→ **DOCUMENT EXCERPT**:
====================

BAGHDAD, 26 April 2008 — Iraqi cleric Moqtada Sadr yesterday called for an end to fighting between the country’s security forces and his Mehdi Army militia, a week after he warned of “open war” against the government.
“I call upon my brothers in the army, police and Jaish Al-Mahdi (Mehdi Army) to stop the bloodshed,” Sadr said in a statement read out at a Baghdad mosque during Friday prayers.
On April 19 he threatened to launch an all-out war against the government amid continuing clashes between his men and US and Iraqi forces in Baghdad’s Sadr City.
Sadr said his threat was aimed at American forces. “When we threatened an open war, it was meant against the occupation and not against our people,” he said in the statement. “There will be no war between Sadrists and Iraqi brothers from any groups.” Sadr urged Iraqi security forces to “distance themselves from the occupiers.” “We want a government which is sovereign, and we reject any agreement between America and the Iraqi government. I urge the Iraqi Army to be close to the people and far from the occupier,” the cleric said.
US and Iraqi forces have fought fierce street battles in Sadr City with Sadr’s followers since March 25 when Prime Minister Nuri Al-Maliki ordered a crackdown in the southern city of Basra. That operation triggered clashes in other areas. Since then at least 383 people have been killed in Sadr City.
Sadr’s latest call came as fierce overnight clashes in Sadr City — a Mehdi Army stronghold — killed 11 people and wounded 32, a local medic said.

====================

→ **LISTED ENTRIES**:
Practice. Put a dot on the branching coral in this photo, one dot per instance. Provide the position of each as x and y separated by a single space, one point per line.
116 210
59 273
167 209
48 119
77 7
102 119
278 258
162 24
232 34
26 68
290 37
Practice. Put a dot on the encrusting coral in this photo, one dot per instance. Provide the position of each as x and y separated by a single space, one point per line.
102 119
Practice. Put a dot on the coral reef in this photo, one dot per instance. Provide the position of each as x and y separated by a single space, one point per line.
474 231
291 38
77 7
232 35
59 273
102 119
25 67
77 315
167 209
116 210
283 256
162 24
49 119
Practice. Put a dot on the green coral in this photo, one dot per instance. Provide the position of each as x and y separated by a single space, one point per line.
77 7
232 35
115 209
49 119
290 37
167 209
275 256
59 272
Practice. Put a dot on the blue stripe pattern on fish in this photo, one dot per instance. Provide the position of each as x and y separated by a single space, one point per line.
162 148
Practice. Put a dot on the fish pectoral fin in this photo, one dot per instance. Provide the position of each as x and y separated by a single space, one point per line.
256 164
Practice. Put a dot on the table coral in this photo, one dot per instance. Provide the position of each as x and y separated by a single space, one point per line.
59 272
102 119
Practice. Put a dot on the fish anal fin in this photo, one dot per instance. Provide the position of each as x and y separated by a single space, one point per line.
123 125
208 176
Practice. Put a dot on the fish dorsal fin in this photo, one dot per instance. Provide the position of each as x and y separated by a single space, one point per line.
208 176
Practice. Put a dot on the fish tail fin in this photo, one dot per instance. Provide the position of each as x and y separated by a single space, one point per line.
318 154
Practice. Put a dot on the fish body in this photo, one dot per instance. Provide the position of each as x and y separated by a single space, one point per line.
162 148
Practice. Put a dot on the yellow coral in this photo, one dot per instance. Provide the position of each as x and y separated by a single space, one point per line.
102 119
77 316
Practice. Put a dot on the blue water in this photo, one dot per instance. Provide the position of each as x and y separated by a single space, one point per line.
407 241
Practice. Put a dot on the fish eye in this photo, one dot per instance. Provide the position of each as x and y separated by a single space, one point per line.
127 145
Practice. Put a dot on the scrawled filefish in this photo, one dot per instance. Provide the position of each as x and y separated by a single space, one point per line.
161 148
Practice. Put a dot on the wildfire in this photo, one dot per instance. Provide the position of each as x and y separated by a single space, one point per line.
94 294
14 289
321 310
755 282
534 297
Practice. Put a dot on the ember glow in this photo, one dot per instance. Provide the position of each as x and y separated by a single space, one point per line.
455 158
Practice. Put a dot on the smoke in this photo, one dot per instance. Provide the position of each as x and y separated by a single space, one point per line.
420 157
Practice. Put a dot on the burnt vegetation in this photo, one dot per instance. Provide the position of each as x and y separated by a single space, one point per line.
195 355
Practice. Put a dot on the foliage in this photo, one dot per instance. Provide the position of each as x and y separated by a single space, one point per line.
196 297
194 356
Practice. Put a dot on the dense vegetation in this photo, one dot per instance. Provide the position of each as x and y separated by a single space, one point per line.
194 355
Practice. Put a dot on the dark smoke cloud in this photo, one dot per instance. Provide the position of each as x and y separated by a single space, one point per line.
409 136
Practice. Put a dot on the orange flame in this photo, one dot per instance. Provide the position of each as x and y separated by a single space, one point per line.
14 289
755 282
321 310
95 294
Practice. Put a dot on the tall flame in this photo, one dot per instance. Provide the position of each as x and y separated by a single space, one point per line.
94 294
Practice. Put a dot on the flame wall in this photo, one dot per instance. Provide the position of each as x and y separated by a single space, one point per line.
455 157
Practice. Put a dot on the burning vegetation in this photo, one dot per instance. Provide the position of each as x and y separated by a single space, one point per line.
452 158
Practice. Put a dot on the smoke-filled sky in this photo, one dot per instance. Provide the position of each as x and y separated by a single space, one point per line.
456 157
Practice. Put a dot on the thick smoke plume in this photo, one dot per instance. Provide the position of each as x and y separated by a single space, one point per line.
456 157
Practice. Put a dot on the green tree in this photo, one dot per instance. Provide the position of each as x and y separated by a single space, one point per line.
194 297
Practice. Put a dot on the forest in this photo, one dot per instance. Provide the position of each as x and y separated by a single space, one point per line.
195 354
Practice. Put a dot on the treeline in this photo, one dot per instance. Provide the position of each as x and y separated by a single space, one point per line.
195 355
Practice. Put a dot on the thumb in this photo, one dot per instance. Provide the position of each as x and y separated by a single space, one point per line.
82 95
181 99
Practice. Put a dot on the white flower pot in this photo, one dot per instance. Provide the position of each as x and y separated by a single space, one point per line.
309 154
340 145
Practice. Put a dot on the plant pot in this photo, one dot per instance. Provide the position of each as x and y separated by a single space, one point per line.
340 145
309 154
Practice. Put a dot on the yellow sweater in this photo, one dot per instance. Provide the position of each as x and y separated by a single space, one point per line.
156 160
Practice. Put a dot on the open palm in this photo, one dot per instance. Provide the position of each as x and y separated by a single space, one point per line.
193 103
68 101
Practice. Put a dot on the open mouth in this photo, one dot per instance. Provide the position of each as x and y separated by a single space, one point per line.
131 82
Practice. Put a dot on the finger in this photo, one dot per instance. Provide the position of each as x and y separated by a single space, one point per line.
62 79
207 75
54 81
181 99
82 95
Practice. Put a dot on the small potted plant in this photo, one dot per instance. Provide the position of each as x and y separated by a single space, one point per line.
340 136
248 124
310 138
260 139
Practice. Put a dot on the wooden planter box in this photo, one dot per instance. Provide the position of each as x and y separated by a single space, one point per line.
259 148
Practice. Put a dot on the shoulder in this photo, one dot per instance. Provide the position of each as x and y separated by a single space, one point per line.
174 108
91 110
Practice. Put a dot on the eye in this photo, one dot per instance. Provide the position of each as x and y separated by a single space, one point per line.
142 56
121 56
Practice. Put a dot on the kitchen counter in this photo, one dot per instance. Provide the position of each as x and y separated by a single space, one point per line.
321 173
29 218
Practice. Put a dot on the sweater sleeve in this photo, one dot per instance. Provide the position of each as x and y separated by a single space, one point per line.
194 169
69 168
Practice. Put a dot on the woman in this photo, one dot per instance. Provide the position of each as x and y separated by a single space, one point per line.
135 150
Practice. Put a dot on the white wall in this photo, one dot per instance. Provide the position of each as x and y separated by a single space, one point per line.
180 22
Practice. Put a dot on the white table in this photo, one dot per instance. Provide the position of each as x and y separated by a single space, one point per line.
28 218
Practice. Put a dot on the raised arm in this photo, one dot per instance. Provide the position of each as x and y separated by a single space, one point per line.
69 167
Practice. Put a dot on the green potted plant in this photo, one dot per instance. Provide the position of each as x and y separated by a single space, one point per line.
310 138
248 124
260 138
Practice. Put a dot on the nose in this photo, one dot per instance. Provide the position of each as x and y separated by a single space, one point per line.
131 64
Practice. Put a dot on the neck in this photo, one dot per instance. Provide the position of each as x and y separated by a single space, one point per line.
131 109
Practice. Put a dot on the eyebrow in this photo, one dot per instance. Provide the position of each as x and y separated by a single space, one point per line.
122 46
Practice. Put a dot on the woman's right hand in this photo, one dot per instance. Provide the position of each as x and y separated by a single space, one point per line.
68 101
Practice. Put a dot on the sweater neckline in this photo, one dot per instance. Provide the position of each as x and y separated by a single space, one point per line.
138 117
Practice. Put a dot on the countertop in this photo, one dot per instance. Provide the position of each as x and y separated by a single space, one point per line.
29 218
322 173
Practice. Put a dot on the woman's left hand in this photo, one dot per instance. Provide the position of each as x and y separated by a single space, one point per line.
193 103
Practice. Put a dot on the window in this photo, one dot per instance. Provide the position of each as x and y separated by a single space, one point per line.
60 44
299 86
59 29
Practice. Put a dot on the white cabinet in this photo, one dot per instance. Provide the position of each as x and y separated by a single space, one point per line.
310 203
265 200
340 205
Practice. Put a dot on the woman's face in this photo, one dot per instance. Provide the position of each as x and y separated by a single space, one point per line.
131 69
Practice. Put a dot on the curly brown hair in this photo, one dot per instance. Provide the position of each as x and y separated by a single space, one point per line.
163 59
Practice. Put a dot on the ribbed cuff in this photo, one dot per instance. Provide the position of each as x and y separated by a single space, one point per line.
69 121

====================

→ **YOUR GOAL**: Please carry on the news report above about Moqtada Sadr's call to end the fighting, starting after its last sentence.

→ **OUTPUT FOR THIS EXERCISE**:
The US military said its troops killed 10 “criminals” in northeast Baghdad where Sadr City is located. The impoverished district houses some two million people.
The Sadr City medic said the dead included four old men, two women and a child. Women and children were among the wounded, he added.
The US military gave a different version of events. It told AFP that in the first incident at around 6 p.m. on Thursday, a group of US and Iraqi soldiers was attacked with 60mm mortar rounds. “A three-man mortar team was engaged and killed,” it said in a statement.
At around 10 p.m., an aerial weapons team (AWT) spotted two people digging in the ground to plant bombs. “The AWT engaged them with a Hellfire missile and killed the two.”
At 1 a.m. yesterday, an AWT spotted four people placing bombs and a Hellfire missile was fired at them, killing them, the statement said. Thirty minutes later the AWT saw two people setting up a rocket-firing position. They were “engaged with a Hellfire missile” and one was killed. The other fled, the military said.
The US military says the Sadr City operation aims to stop rocket and mortar attacks targeting the Green Zone, seat of the Iraqi government and foreign embassies. On Thursday, one person was wounded when a rocket hit the Polish Embassy there. Sadr’s supporters claim the troops have virtually laid siege to the district, however. “People are dying every day because of the siege. Parliament must oppose the operation and call for it to be halted immediately,” Falah Shanshal from Sadr’s parliamentary bloc told the assembly on Thursday.
But US Maj. Gen. Jeffery Hammond, commander of American forces in Baghdad, dismissed such claims. He said current military operations, which include building a wall dividing the southern and the northern section of the district, aimed to prevent “criminals and terrorists” firing rockets and mortar rounds.
He gave an assurance that the wall would be limited to the southern sector, about a third of the sprawling district which he said was the source of the rocket fire. “We have no plans to go further.”
US commanders said this week that almost 700 rockets and mortar rounds were fired in Baghdad in the past month — 114 of them hitting the highly fortified Green Zone.